- _Your objective_
Will you transcribe the entries that follow, exactly and in full?

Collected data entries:
★ ★ ★ ★
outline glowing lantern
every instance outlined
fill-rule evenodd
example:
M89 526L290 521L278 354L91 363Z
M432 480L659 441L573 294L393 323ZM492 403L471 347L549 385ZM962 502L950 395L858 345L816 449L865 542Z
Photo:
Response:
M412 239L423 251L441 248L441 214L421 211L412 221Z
★ ★ ★ ★
- _Task answer_
outline glowing lantern
every instance outlined
fill-rule evenodd
example:
M89 526L290 521L278 354L91 363Z
M432 480L659 441L573 294L393 323ZM492 403L471 347L549 385ZM962 502L950 395L858 345L816 449L865 542Z
Photo:
Response:
M412 239L423 251L441 248L441 214L421 211L412 221Z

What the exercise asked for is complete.